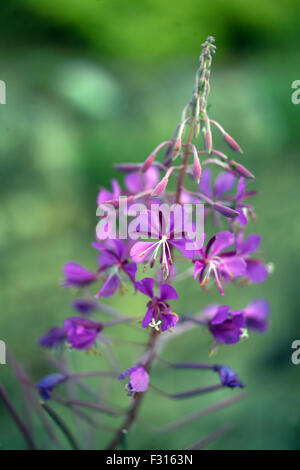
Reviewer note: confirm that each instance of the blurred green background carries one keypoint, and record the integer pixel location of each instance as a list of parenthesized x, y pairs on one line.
[(94, 82)]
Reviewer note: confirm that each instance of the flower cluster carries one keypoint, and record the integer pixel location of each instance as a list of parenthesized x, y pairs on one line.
[(174, 174)]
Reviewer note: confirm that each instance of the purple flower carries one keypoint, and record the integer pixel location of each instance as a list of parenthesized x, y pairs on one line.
[(47, 384), (84, 306), (256, 314), (228, 377), (81, 333), (137, 182), (166, 233), (77, 276), (159, 314), (255, 271), (114, 263), (105, 195), (138, 379), (227, 327), (52, 338), (213, 261)]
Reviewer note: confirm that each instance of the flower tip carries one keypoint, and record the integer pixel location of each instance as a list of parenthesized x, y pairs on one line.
[(160, 187), (232, 143)]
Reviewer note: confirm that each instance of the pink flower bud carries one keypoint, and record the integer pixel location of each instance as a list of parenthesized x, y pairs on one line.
[(196, 166), (232, 143), (240, 170), (208, 141), (160, 187), (177, 147), (148, 162)]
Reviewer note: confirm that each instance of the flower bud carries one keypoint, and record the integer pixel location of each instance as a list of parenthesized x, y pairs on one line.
[(127, 167), (240, 170), (232, 143), (196, 166), (148, 162), (160, 187), (177, 147)]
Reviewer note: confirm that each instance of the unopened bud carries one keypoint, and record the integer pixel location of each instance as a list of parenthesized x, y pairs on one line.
[(148, 162), (177, 147), (232, 143), (196, 166), (240, 170), (160, 187)]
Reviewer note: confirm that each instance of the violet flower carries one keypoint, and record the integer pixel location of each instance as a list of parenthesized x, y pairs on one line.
[(81, 333), (138, 379), (165, 235), (214, 261), (54, 337), (114, 263), (228, 377), (48, 383), (159, 314), (77, 276), (256, 271), (256, 315), (227, 327), (85, 306)]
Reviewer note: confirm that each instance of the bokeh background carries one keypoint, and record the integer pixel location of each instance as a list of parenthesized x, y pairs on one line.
[(94, 82)]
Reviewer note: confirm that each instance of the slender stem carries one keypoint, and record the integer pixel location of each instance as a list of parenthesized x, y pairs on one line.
[(17, 419), (134, 409), (185, 163)]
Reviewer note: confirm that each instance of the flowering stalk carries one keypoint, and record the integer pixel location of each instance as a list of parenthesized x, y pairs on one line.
[(156, 241)]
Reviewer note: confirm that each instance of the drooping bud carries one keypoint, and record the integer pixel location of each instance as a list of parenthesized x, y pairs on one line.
[(160, 187), (240, 170), (226, 211), (149, 160), (196, 166), (126, 167), (232, 143), (177, 147)]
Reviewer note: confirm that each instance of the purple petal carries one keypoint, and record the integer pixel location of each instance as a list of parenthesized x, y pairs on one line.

---+---

PROBLEM STATEMENT:
Omit the pictures and reproduce the listing exactly.

EXERCISE OUTPUT:
Reviewer note: confirm that each instance of the blurred green background carries one keypoint, and record the integer pixel location of each instance as a list of parenthesized x, y pairs on one line.
[(94, 82)]
Reviewer note: confirm that each instance of the flower cluster carries one keypoint, and record the integer pixel location of each instance as a list of parenthesized x, y pairs on one line.
[(174, 174)]
Reviewer note: confirm that each instance of the purple flower carries one keypoint, and record the integer pixel location of each instance as a list of parenthesized x, y pairs on one line.
[(47, 384), (84, 306), (256, 314), (228, 377), (81, 333), (137, 182), (166, 233), (77, 276), (159, 314), (255, 271), (114, 263), (105, 195), (138, 379), (227, 327), (52, 338), (213, 261)]
Reviewer note: confirm that each instance of the flower tip carries one keypoint, and record the integer pixel location of each instance as a list of parenthesized x, y pairs on one line.
[(160, 187), (232, 143)]
Reviewer note: confirm that each instance of the pink flower bud carries one keypoint, and record the integer pixel location of each instance as a list of parenthesized x, y pairs on one line.
[(196, 166), (232, 143), (240, 170), (208, 141), (160, 187), (177, 147), (148, 162)]
Reviewer note: confirm that each instance of the flower bud carries one keypoint, and record the integer pixel location of each instance as a list of parenthesized x, y pairs on one line.
[(127, 167), (240, 170), (232, 143), (196, 166), (148, 162), (160, 187), (177, 147)]
Reviewer note: confirm that each instance of the unopened bud carries one keypoint, and record the integer pixel location of each instance as a list of parenthesized x, y pairs on one line.
[(148, 162), (177, 147), (232, 143), (196, 166), (240, 170), (160, 187)]
Reviewer note: confirm that each instance of the violet flower carries one keypoint, and record the integer pixel location of each instance as a list of parenthesized x, y pairs on one line.
[(81, 333), (138, 379), (165, 235), (214, 261), (54, 337), (114, 263), (228, 377), (48, 383), (159, 314), (77, 276), (256, 271), (256, 315), (227, 327), (85, 306)]
Reviewer note: confirm that each instance of the bokeh background carries one keypoint, and record the integer pixel location of each instance as a list of parenthesized x, y pairs on one line.
[(94, 82)]
Reviewer note: confirm that each instance of the slender stem carries one keypoint, and record the integer pixel location of each instance as a list of parenthesized x, y pairs on one line.
[(17, 419), (134, 409), (185, 163)]
Reviewer note: confirm that each instance of the flowering stalk carries one keypoint, and record the integer pixel location of each instance as a list of parenthesized x, y pairs on one line.
[(156, 241)]
Reviewer note: confirm that each instance of the drooping bud carries one keypoint, and record the integer pixel location of each instance as a list of parenthesized x, y pairs on one line.
[(160, 187), (240, 170), (226, 211), (149, 160), (196, 166), (126, 167), (232, 143), (177, 147)]
Reviewer note: confirm that each instance of the purple petal carries one keypoint, and record the integer pixel location of each instance as a list of parenthesized x, y pairs on one line.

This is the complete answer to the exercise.